TO BE DONE: Please update the entries below by changing every "For the evaluation set" to "For the test set" and leaving everything else the same.

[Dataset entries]
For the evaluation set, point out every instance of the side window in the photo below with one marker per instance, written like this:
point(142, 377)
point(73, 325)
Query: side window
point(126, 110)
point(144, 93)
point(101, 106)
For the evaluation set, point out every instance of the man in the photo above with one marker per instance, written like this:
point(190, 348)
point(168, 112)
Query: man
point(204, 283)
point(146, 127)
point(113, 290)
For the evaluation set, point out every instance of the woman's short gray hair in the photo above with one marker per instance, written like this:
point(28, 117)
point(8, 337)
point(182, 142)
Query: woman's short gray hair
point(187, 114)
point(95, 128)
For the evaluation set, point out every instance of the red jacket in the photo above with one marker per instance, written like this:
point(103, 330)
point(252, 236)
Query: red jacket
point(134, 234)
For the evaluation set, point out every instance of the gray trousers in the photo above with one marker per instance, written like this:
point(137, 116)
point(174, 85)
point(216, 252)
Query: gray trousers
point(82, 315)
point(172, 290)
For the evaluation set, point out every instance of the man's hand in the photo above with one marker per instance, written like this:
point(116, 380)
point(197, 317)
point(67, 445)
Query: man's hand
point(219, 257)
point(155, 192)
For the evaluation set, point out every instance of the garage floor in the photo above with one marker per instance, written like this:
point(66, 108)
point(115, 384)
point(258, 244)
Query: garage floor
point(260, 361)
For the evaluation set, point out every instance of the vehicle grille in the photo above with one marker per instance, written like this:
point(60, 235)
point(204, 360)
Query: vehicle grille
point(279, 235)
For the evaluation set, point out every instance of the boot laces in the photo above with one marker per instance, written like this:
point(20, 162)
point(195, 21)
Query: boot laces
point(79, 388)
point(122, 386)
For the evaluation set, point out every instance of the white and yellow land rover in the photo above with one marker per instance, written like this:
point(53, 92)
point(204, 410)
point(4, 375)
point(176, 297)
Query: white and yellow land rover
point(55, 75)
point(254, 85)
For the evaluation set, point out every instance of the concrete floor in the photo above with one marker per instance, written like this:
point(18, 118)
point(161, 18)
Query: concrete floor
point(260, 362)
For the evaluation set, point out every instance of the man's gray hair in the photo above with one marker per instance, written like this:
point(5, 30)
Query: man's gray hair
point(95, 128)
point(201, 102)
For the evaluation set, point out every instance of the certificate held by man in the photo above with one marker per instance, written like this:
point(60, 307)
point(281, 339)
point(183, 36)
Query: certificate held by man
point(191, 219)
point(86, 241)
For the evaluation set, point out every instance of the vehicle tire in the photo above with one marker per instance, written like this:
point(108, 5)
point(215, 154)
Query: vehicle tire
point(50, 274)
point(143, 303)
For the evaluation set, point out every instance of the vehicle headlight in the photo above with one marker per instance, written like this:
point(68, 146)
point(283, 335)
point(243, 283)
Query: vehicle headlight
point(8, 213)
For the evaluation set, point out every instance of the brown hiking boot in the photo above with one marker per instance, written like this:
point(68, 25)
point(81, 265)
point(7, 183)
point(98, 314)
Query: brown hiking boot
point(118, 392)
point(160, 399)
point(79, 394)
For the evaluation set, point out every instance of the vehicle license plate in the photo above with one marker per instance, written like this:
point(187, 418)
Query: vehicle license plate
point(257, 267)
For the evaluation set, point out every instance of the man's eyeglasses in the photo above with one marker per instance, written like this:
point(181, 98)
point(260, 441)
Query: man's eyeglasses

COMPLETED EXERCISE:
For the test set, point out every instance of the side window in the photo below with one marker per instance, written like this:
point(142, 377)
point(73, 325)
Query: side window
point(126, 110)
point(144, 93)
point(101, 106)
For the test set, point out every instance of the man in the photo above with one marker per instance, written like this:
point(190, 348)
point(168, 112)
Query: man
point(204, 283)
point(146, 127)
point(113, 290)
For the test set, point out every instance of the woman's short gray hair in the photo above with one marker per instance, written like this:
point(28, 117)
point(8, 337)
point(182, 142)
Query: woman's short gray hair
point(187, 114)
point(95, 128)
For the test set, point out every instance of the red jacket in the photo above with one marker per instance, written like this:
point(103, 330)
point(252, 236)
Query: red jacket
point(134, 234)
For the test set, point out every instance of the gray trousers in the photo above with one marker per instance, written like this:
point(137, 116)
point(174, 85)
point(216, 252)
Query: gray trousers
point(82, 315)
point(172, 290)
For the test set, point out every instance of the man's hand in the photo above with one marker per instance, written like this:
point(116, 380)
point(197, 317)
point(67, 445)
Query: man's hand
point(219, 257)
point(155, 192)
For the test set, point out every instance of the garage floor in the photo above with one marker per instance, written like this:
point(66, 108)
point(115, 384)
point(258, 244)
Query: garage floor
point(260, 361)
For the test set, point out every instance of the vehicle grille in the photo above with one marker per instance, written like this:
point(60, 235)
point(204, 360)
Query: vehicle grille
point(279, 235)
For the test set, point out every instance of the boot laces in the photo above with one marker per instance, written like this:
point(20, 162)
point(195, 21)
Query: boot laces
point(79, 388)
point(122, 386)
For the test set, point out every instance of the white and yellow land rover in the photo above with one marker per instance, written like this:
point(53, 92)
point(204, 410)
point(4, 375)
point(176, 297)
Query: white and yellow land rover
point(55, 75)
point(254, 85)
For the test set, point out every instance of the concrete floor in the photo above with one marker per instance, written like this:
point(18, 118)
point(161, 18)
Query: concrete floor
point(260, 362)
For the test set, point out every instance of the man's gray hair in the photo above with one marker per instance, written like this:
point(5, 30)
Query: man's gray hair
point(95, 128)
point(201, 102)
For the test set, point out every instance of the certificate held by man in the photo above with one marker per instance, written like this:
point(60, 307)
point(281, 339)
point(183, 36)
Query: certificate held by man
point(191, 219)
point(86, 241)
For the test set, point out every instance of the vehicle tire in the photo above with one marker per instance, written like this:
point(108, 5)
point(215, 154)
Query: vehicle tire
point(50, 274)
point(143, 303)
For the test set, point out every instance of the vehicle headlight in the photo above with one marker per instance, written like this:
point(68, 146)
point(283, 335)
point(243, 283)
Query: vehicle headlight
point(8, 213)
For the test set, point out every instance of the brown hiking boot in the photo above with one marker per instance, written like this:
point(68, 25)
point(81, 265)
point(7, 183)
point(98, 314)
Query: brown hiking boot
point(118, 392)
point(160, 399)
point(79, 394)
For the test set, point out every instance of the vehicle license plate in the photo above with one marker per instance, written like this:
point(187, 418)
Query: vehicle license plate
point(257, 267)
For the test set, point out every instance of the man's eyeglasses in the photo above with one marker per instance, written like this:
point(181, 98)
point(260, 441)
Query: man's eyeglasses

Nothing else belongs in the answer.